A faithful transcription of all the data is required.

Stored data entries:
##########
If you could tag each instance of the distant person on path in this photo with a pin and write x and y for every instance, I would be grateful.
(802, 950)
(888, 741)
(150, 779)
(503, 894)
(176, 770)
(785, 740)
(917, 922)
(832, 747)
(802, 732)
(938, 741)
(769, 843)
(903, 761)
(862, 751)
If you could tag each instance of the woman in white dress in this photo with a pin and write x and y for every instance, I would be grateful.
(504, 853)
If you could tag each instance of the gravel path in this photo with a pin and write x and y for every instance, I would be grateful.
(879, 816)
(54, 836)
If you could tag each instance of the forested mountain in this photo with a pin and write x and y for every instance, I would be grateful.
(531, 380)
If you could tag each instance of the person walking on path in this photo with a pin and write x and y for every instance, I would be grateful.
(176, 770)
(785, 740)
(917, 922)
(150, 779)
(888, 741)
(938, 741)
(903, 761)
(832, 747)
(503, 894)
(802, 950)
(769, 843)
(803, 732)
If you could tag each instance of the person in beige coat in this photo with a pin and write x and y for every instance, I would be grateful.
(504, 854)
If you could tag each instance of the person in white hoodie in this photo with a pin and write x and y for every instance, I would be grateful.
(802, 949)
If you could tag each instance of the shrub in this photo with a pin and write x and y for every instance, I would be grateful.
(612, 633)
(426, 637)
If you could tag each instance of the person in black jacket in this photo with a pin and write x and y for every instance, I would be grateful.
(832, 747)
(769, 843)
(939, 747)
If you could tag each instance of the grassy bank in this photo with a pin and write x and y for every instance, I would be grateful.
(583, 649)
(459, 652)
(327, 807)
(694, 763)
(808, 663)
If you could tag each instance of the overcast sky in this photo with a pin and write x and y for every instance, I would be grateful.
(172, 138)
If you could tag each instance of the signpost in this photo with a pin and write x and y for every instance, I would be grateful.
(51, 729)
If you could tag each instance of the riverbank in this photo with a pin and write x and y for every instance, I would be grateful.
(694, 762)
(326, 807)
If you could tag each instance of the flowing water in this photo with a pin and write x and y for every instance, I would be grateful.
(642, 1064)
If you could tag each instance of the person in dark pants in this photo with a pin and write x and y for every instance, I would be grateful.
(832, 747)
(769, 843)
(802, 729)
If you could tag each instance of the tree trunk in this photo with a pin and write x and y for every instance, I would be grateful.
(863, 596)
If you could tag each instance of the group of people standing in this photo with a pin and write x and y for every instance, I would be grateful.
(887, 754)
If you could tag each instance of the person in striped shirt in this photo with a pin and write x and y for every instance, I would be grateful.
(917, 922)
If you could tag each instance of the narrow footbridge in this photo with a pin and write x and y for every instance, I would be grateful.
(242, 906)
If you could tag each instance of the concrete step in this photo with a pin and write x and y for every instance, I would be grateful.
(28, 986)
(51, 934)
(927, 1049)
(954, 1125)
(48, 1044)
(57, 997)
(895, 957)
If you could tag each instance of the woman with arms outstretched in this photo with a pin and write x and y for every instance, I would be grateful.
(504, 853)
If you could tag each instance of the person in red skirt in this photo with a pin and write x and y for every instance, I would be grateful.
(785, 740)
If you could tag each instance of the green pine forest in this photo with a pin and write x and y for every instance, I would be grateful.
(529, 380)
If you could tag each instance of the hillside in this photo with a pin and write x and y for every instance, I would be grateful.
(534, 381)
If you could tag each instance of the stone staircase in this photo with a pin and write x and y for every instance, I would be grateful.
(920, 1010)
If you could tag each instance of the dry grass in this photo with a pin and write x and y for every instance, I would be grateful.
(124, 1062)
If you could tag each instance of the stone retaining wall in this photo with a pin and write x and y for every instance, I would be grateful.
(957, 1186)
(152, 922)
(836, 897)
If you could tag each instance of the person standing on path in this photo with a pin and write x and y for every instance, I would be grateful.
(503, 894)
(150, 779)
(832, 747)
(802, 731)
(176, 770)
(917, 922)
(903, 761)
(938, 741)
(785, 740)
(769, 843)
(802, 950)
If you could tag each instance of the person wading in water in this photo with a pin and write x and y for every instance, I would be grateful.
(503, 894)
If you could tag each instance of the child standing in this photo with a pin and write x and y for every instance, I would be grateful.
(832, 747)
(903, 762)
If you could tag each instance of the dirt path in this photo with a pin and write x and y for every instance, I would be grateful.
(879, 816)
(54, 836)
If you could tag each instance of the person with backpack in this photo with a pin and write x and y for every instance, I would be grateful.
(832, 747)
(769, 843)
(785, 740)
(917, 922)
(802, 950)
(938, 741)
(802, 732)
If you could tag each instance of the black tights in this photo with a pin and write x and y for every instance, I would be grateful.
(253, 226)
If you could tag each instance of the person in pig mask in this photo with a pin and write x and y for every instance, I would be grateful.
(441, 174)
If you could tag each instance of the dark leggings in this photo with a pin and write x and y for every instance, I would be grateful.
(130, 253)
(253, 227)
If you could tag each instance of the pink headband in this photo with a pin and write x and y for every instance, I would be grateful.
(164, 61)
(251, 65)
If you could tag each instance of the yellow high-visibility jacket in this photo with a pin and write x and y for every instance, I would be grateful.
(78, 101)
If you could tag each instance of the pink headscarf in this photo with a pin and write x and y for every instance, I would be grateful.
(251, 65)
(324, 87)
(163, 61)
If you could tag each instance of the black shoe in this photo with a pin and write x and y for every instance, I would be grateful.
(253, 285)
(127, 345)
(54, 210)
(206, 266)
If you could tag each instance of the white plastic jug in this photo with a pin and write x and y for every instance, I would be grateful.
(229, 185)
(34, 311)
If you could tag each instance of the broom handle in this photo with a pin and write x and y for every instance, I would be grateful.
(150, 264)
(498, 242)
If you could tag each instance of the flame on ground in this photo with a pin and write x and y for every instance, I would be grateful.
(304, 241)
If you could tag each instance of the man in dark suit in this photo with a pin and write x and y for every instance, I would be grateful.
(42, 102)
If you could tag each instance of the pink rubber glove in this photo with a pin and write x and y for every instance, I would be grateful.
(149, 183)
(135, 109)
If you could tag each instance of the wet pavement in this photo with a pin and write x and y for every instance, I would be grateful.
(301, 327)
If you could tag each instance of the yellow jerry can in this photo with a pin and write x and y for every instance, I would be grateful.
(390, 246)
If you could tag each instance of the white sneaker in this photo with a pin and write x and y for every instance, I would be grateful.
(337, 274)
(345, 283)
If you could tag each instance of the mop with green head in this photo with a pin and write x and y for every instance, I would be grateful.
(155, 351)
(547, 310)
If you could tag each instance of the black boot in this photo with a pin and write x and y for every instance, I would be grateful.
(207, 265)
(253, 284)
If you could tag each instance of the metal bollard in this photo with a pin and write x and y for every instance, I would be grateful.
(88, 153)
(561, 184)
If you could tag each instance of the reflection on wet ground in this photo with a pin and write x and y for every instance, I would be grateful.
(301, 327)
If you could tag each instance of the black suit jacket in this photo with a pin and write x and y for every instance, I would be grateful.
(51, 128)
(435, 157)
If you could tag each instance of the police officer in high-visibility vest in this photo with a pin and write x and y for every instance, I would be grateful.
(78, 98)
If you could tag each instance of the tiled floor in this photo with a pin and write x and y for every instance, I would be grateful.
##########
* _Final result_:
If you could tag each instance of the distant person on path in this photo with a pin and write x and y for every instance, I would be grateful.
(802, 950)
(888, 741)
(150, 779)
(503, 894)
(176, 770)
(785, 740)
(917, 922)
(832, 747)
(802, 732)
(938, 741)
(769, 843)
(903, 761)
(862, 751)
If you could tag each instance of the woman in white dress in this photo with a pin and write x and y for every instance, I would be grateful.
(504, 853)
If you could tag each instance of the gravel path in this photo with a pin and write x and y for every instance, I would be grateful.
(879, 816)
(54, 836)
If you could tag each instance of the forested mountain in this photo with a pin and write x and y for every instance, I would be grateful.
(531, 380)
If you could tag each instance of the person walking on path in this photo with a pin and write x and y for every instance, I would be grateful.
(176, 770)
(785, 740)
(917, 922)
(150, 779)
(888, 741)
(938, 741)
(903, 761)
(832, 747)
(503, 894)
(802, 950)
(769, 843)
(803, 732)
If you could tag each instance of the person in beige coat in this photo with a pin and write x and y for every instance, I would be grateful.
(504, 854)
If you could tag each instance of the person in white hoodie in this photo with a pin and write x and y for every instance, I would be grateful.
(802, 949)
If you could tag each instance of the shrub in this photo with a pin and write x and y for every instance, I would be grateful.
(612, 633)
(426, 637)
If you could tag each instance of the person in black jacket in this photo with a pin and write x and y for every instance, I would be grateful.
(832, 747)
(769, 843)
(939, 747)
If you could tag each instance of the grassy bank in this photo with a pin and write x and y for every instance, I would be grateful.
(583, 649)
(459, 652)
(327, 807)
(694, 763)
(808, 663)
If you could tag each instance of the overcast sky in this photo with a pin and write x and y for every instance, I would be grateful.
(172, 138)
If you could tag each instance of the signpost in this photo with a pin and write x and y for every instance, I would be grateful.
(51, 729)
If you could tag each instance of the riverbank in this photo with a pin and write x and y for every instance, I would be grateful.
(694, 762)
(326, 807)
If you could tag each instance of the flowing water in this photo with a pin and write x and y for every instance, I would be grateful.
(642, 1064)
If you could tag each instance of the person in dark pants in this photo with a pin and write x and y for every instance, I would be grateful.
(832, 747)
(769, 843)
(802, 729)
If you could tag each instance of the tree trunk in this photo with a pin and write x and y for every instance, I would be grateful.
(863, 596)
If you could tag each instance of the group of people standing in this photo with a pin and write x and y for every instance, I would be grateful.
(887, 754)
If you could tag each instance of the person in striped shirt in this photo with a pin and write x and y for every instance, I would be grateful.
(917, 922)
If you could tag each instance of the narrow footbridge in this photo with a pin and write x and y for every instance, I would be grateful.
(242, 906)
If you could tag each instance of the concrete step in this photo with a pin and write x and y for every instance, I would be grateful.
(28, 986)
(51, 934)
(927, 1049)
(954, 1125)
(48, 1044)
(57, 997)
(895, 957)
If you could tag each instance of the woman with arms outstretched in this photo with a pin and write x and y for every instance, I would be grateful.
(504, 853)
If you could tag each instance of the person in red skirt in this photo with a pin and write x and y for every instance, I would be grateful.
(785, 740)
If you could tag each instance of the green pine forest in this photo with a pin and write x and y for every instance, I would be grateful.
(529, 380)
If you could tag each instance of the hillside in this photo with a pin and write x and y for every instance, I would be grateful.
(534, 381)
If you could tag each instance of the stone staircase in this photo with a pin and write x and y for every instance, I would be grateful.
(920, 1010)
If you could tag each instance of the dry grass in this photo with a pin and write x and y for every instance, I would be grateful.
(124, 1062)
If you could tag each instance of the stone retaining wall in this photo with a pin and write x and y for every instance, I would be grateful.
(957, 1186)
(152, 922)
(836, 897)
If you could tag each instance of the person standing on path in this photo with a pin and write x and y for every instance, I would be grateful.
(503, 894)
(150, 779)
(832, 747)
(802, 731)
(176, 770)
(917, 922)
(903, 761)
(938, 741)
(785, 740)
(769, 843)
(802, 950)
If you could tag each instance of the person wading in water in this photo with a pin and write x and y for every instance, I would be grateful.
(503, 894)
If you could tag each instance of the child standing in this photo with a pin and write x and y for every instance, I would be grateful.
(832, 747)
(903, 762)
If you could tag each instance of the dirt path in this photo with a pin and write x and y for every instance, I would be grateful.
(879, 816)
(54, 836)
If you could tag each instance of the person with backpack in this photo with a pin and write x and y for every instance, I would be grateful.
(832, 747)
(769, 843)
(785, 740)
(917, 922)
(802, 950)
(938, 741)
(802, 732)
If you could tag each instance of the black tights in this photo with a pin and write x and y for every instance, I would be grateful.
(253, 226)
If you could tag each instance of the person in pig mask in this photo with a pin and write x and y for every instance, I would be grateful.
(441, 174)
If you could tag each instance of the dark leggings in this photo with a pin and write x and y for every instance, I would be grateful.
(130, 253)
(253, 227)
If you could tag each instance of the pink headband in this photo with a pin and write x and y for every instance, I would be grateful.
(164, 61)
(251, 65)
If you could tag each instance of the yellow high-visibility jacket in this photo with a pin and write x and y for every instance, I would be grateful.
(78, 101)
If you could tag each instance of the pink headscarf in this photo with a pin and write x and y for every instance, I would be grateful.
(251, 65)
(324, 87)
(163, 61)
If you could tag each instance of the black shoe in this photo with a pin and write x and y for every instance, I would be grateful.
(253, 285)
(127, 345)
(54, 210)
(206, 266)
If you could tag each instance of the white plastic jug in this photo with a pin and write x and y for every instance, I would be grateful.
(229, 185)
(34, 311)
If you could tag each instance of the broom handle in this photo with a pin and write x and y for every instance, I would be grateful.
(150, 264)
(498, 242)
If you could tag each instance of the flame on ground in this photo with a pin and write x and y for every instance, I would be grateful.
(304, 241)
If you could tag each instance of the man in dark suit in this photo with a pin and write x and y for every instance, I would be grateful.
(42, 102)
If you could tag each instance of the pink rubber glove in this photo with a pin and write x and y for every instance, I would be grateful.
(149, 183)
(135, 109)
If you could tag each instance of the wet pavement in this photo with a pin and write x and y for every instance, I would be grateful.
(301, 327)
If you could tag each instance of the yellow jerry can in this photo with a pin and write x and y for every instance, I would be grateful.
(390, 246)
If you could tag each instance of the white sneaker in this photo with a pin and write x and y for every instance, I would be grateful.
(337, 274)
(345, 283)
If you could tag each instance of the mop with green head in this photo with a pin and write x and y for every instance, I would be grateful.
(155, 351)
(547, 310)
If you could tag each instance of the black boot in this photo with a pin and write x and y for every instance, I would be grateful.
(207, 265)
(253, 284)
If you could tag each instance of the metal bollard in this photo with a pin and write x and y for every instance, I would be grateful.
(88, 153)
(561, 184)
If you could tag each instance of the reflection on wet ground in this photo with a pin and write x and y for every instance, I would be grateful.
(301, 327)
If you could tag each instance of the black suit jacket in this photo with a pin and write x and y for every instance, I would be grateful.
(51, 128)
(435, 157)
If you could tag each instance of the police officer in high-visibility vest in this photo with a pin and write x and y for every instance, I would be grateful.
(78, 98)
If you could tag each instance of the tiled floor in this photo with a pin and write x and y for every instance, I would be grateful.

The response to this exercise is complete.